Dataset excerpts
[Start of section]

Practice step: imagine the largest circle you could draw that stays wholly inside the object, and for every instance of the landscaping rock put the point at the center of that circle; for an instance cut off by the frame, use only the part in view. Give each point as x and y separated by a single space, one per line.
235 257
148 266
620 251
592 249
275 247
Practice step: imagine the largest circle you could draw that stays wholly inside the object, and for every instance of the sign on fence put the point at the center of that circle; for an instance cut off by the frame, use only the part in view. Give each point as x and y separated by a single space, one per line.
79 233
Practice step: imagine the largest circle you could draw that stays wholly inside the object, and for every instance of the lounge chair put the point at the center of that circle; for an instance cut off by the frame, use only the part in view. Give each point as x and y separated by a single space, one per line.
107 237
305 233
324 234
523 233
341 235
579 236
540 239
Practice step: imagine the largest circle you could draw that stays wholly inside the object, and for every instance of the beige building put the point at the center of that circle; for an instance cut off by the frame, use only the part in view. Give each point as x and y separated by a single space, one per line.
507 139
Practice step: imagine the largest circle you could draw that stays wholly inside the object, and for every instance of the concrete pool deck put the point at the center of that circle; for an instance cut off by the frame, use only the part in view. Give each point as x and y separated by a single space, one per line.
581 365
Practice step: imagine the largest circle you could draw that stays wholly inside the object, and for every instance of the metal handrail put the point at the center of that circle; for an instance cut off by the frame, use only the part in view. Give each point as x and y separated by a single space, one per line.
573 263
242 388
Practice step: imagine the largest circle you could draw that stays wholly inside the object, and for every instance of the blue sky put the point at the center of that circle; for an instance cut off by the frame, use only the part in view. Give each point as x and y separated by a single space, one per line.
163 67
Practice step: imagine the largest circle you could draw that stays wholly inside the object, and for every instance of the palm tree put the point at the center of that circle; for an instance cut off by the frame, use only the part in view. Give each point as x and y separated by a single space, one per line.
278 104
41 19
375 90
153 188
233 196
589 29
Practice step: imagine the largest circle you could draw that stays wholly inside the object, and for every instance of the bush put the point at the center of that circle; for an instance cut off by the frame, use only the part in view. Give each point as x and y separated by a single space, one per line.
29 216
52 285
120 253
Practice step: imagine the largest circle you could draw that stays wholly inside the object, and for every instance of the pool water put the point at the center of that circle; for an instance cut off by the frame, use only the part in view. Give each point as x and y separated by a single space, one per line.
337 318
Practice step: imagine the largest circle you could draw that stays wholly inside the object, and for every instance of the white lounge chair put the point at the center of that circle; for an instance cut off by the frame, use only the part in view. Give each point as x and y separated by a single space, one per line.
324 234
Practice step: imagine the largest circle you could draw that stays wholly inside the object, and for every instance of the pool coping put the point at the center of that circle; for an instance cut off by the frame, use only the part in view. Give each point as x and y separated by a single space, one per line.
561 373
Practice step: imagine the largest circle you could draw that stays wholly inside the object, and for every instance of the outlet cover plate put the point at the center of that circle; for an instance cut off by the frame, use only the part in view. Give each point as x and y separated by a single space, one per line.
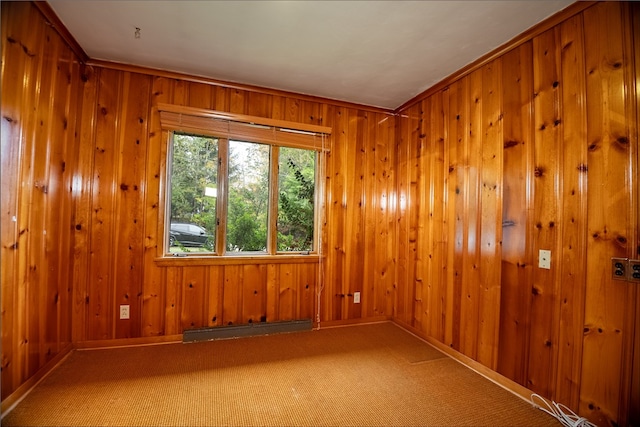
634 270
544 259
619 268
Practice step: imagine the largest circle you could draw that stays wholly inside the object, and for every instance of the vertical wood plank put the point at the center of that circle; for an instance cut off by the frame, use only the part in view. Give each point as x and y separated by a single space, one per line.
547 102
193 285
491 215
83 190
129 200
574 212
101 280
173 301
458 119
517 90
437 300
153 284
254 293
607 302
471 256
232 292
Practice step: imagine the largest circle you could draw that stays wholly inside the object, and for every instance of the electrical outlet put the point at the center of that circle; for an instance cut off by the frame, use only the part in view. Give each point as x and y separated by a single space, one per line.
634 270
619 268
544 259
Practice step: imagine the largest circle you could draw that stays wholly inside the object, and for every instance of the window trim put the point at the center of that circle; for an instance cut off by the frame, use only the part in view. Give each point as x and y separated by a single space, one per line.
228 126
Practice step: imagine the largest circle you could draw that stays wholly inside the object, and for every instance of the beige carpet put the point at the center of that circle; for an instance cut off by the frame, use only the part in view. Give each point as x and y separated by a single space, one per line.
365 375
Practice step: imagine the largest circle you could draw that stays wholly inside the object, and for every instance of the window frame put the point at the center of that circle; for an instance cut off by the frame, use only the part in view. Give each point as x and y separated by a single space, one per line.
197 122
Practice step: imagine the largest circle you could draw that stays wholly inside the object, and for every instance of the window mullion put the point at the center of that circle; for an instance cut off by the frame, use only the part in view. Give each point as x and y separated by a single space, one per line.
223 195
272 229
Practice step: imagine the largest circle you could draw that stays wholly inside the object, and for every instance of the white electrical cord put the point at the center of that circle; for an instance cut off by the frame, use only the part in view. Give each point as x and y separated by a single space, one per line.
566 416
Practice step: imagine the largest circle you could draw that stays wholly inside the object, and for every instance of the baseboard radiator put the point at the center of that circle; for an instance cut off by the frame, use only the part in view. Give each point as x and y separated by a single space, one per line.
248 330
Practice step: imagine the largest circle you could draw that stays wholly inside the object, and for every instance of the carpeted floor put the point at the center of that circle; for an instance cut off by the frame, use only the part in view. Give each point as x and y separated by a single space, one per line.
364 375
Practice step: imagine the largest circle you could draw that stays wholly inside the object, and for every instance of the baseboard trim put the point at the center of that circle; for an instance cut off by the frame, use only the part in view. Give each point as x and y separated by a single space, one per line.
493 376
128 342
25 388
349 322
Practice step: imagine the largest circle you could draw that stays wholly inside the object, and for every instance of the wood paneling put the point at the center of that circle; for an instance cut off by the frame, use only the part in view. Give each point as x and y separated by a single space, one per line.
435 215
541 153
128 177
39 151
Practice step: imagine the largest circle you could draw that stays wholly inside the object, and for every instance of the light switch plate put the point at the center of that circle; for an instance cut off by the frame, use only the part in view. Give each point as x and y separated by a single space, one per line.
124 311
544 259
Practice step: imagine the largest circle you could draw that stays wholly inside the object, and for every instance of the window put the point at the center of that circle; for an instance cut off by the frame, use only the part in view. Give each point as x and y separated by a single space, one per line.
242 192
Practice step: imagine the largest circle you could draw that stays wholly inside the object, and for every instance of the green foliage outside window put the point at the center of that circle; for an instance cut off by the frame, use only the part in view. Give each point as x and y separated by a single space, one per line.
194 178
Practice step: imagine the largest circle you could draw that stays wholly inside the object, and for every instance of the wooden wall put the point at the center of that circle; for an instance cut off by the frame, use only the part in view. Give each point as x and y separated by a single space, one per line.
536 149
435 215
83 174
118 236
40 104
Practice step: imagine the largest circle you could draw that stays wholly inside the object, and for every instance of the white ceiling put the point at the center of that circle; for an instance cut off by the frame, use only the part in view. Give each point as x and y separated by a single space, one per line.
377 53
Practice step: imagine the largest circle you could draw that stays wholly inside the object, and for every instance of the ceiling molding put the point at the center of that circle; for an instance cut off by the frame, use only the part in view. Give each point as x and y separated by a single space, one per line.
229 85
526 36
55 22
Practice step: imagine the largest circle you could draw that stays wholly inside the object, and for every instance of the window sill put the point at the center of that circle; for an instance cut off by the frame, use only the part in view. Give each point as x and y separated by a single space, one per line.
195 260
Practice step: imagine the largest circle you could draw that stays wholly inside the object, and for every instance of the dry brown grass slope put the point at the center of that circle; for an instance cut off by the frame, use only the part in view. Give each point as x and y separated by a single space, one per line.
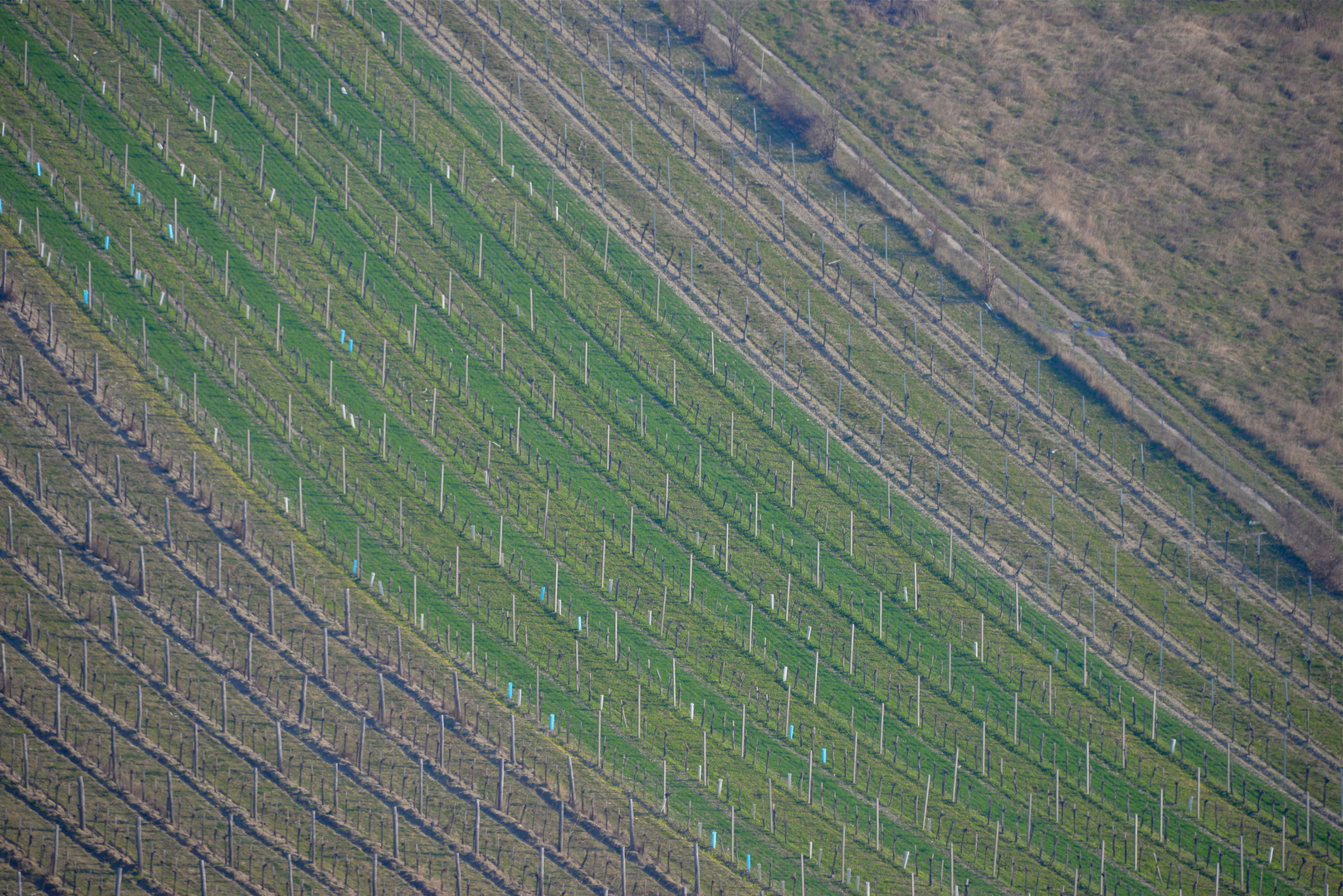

[End of section]

__Exercise__.
Each record must be repeated exactly, and no picture may be carried over.

__Solved problem__.
Practice step: imagine the largest circle you could draw that stays wholly inside the object, and for every instance of the landscaping rock put the point at the center of that circle; for an instance cut off by the frame, use only the part in view. Give each point as x and y separated by a single space, one per line.
235 257
148 266
620 251
592 249
275 247
Practice step: imagine the largest circle you could draw that stays wholly inside the object, and for every instance of the sign on fence put the point at the center of that circle; for an instance cut off by the frame, use only the part in view. Give each point as x and y separated by a single space, one per line.
79 233
Practice step: imagine the largest circle you could draw that stays wholly inside the object, and for every instance of the lounge chair put the point at the center of that circle; for an instance cut off by the frame, use only the part in view. Give each point as x and y separated by a single space, one per line.
107 237
305 233
324 234
523 233
341 235
579 236
540 239
Practice step: imagine the largest circle you could draw that stays wholly inside the object, and for every instance of the beige building put the point at the center of that circle; for an instance cut off by the frame, use only the part in view. Give each point as x and y separated by a single space, one per line.
507 139
Practice step: imagine the largest circle you could draw that stays wholly inside the object, and for every instance of the concrete pool deck put the point at the center of that circle; for an instance cut off by the frame, use only the part in view. Give each point as x and y separated by a single space, one per line.
581 365
Practice step: imagine the largest circle you could draw that stays wholly inside the object, and for every instance of the metal handrail put the point at the center of that circle; for an instance cut off by the frame, use only the part in view. Give each point as x and y separated by a single space, one per line.
573 263
242 388
Practice step: imagine the largest circle you could draw that stays wholly inside the object, and for every instance of the blue sky put the point at the center of that circle; for an instance cut off by the frame, use only the part in view. Give each point as x and y separated by a single space, one per line.
163 67
Practice step: imagine the largest circle you could draw that stays wholly inside the object, and for every instance of the palm tree put the point at the center of that circle; for an instance cut off by the frame, use only the part in view. Give each point as x and y separated by a single space, one per line.
278 104
41 19
375 90
153 188
233 196
589 29
Practice step: imagine the largest circle you could draw that stays wholly inside the object, and for every instance of the bush put the point at the center of that circle; for an instance cut off by the frame, use only the part in view. Give each point as x and y separated by a single space, one per line.
29 216
52 285
120 253
Practice step: imagine the largest circle you could draw that stays wholly inside the object, and for every instance of the pool water put the point at the center of that circle; for an instance cut off by the frame, use only the part in view. Give each point as x and y separated by a single space, one per line.
337 318
Practice step: imagine the largest circle you could draw that stays wholly inside the object, and for every instance of the white lounge chair put the point at the center of that circle; for an instance cut off by the frame, use only the part in view. Give each point as x and y separated by a single space, one per line.
324 234
Practice step: imagine the largest circle you could draw that stays wholly inside the object, and for every instance of the pool coping put the point at the center of that circle; for an instance cut off by the frame, use only the part in view. Give each point as x and y separated by a single space, one per line.
561 373
Practice step: imagine the largest circle you could draw that stays wholly inside the object, and for every instance of the outlet cover plate put the point at the center of that circle; for an instance cut off by the frame, use only the part in view. Give each point as x and y separated by a single space, one per line.
634 270
544 259
619 268
Practice step: imagine the largest circle you could draw that stays wholly inside the object, and for every instance of the vertical wood plank put the point at the center of that circle; for an instance cut off by the frame, use only the part in view. Give each point as x and y separated by a single space, one per line.
547 102
193 285
491 215
83 190
129 200
574 212
101 280
173 301
458 119
517 90
437 300
153 284
254 293
607 302
471 256
232 292
Practice step: imagine the largest circle you could draw that stays wholly inside the object, and for every instance of the electrical outlet put the point at the center of that circle; for an instance cut off by the frame, use only the part in view. Give each point as x and y separated by a single space, one per line.
634 270
619 268
544 259
Practice step: imagine the largest circle you could draw that stays wholly inside the object, and for every instance of the window trim put the point at the center of that circle; for an instance cut off by the frame, use only the part in view. Give each point as x and y separated by a single space, one per line.
228 126
Practice step: imagine the largest circle you could draw that stays wholly inside the object, and for every instance of the beige carpet put the point at the center of that circle; for an instance cut off by the frame, use only the part in view. Give each point as x and y separated by a single space, one per line.
365 375
Practice step: imagine the largest circle you could draw that stays wholly inside the object, and for every instance of the window frame put the point at the center of that circle; for an instance cut off by the frame, use only the part in view. Give each point as x and y separated by a single space, one per line.
197 122
Practice step: imagine the largest circle you could draw that stays wholly inside the object, and for every instance of the window mullion put the point at the center of that circle; for an instance cut off by the frame, use only the part in view. Give each point as x and y separated by a single space, one per line.
223 195
272 229
Practice step: imagine the largest circle you could draw that stays wholly inside the object, and for every instance of the white electrical cord put the point at the center of that circle; for an instance cut off by the frame, use only the part in view. Give each point as x and y separated by a single space, one per line.
566 416
Practice step: imagine the largest circle you could draw that stays wholly inside the object, and for every instance of the baseboard radiator put the point at the center of that circle; for an instance cut off by the frame, use only the part in view. Give each point as x and y separated by a single space, one per line.
248 330
Practice step: imagine the largest circle you could draw that stays wholly inside the object, and for every instance of the carpeted floor put the point at the center of that circle; for an instance cut off by the frame, use only the part in view. Give each point as x and y separated by a single space, one per line.
364 375
Practice step: imagine the largest circle you could draw that stays wholly inside the object, and for every instance of the baseboard trim put the point at the center of that circle; for an instance cut off by the frame, use only the part in view. Give each point as x and y separated by a single space, one per line.
493 376
128 342
25 388
349 322
Practice step: imagine the largest circle you could draw that stays wholly inside the object, and for every instance of the wood paneling put the point at the center of that circle; for an instance cut off by the frame, use only the part in view. Give each point as x and y separated by a single space, one per line.
435 215
541 153
128 177
39 151
Practice step: imagine the largest circle you could draw that stays wholly inside the object, and for every instance of the light switch plate put the point at the center of that circle; for an instance cut off by the frame, use only the part in view. Give each point as x and y separated by a single space, one per line.
124 311
544 259
Practice step: imagine the largest circle you could draw that stays wholly inside the object, and for every instance of the window put the point at the center of that circle; for an instance cut off by the frame, use only the part in view. Give each point as x and y separated by a single space, one per line.
242 192
Practice step: imagine the largest circle you could draw that stays wholly inside the object, and for every instance of the green foliage outside window put the point at the center of that circle; for an instance cut off by the frame, use only the part in view. Give each point as x and y separated by a single space, one per line.
194 178
Practice step: imagine the largest circle you could draw that stays wholly inside the object, and for every instance of the wooden wall put the point at the center of that circle; for an instance cut off by the frame, use only the part in view. Give each point as x and y separated by a single space, one per line.
536 149
435 215
83 174
118 236
40 104
Practice step: imagine the largest circle you could draw that stays wholly inside the object, and for every instance of the white ceiling put the point at the center of that circle; for an instance cut off by the frame, use only the part in view. Give each point as x and y separated by a single space, one per line.
377 53
Practice step: imagine the largest circle you could draw that stays wholly inside the object, and for every instance of the ceiling molding put the point at the center of that circle; for an instance cut off by the frame, use only the part in view. Give each point as x and y separated by a single space, one per line.
229 85
526 36
55 22
Practice step: imagine the largest circle you could draw that stays wholly inside the object, and for every instance of the window sill put the point at the center of that circle; for an instance cut off by the frame, use only the part in view. Give each point as x and y separated by a single space, one per line.
195 260
Practice step: imagine the largest circle you could draw that stays wholly inside the object, and for every instance of the dry brown grass slope put the point at the center of that circle; for an instance cut off by the frame, use only the part in view. Give each point as x and y separated by a single space, one per line.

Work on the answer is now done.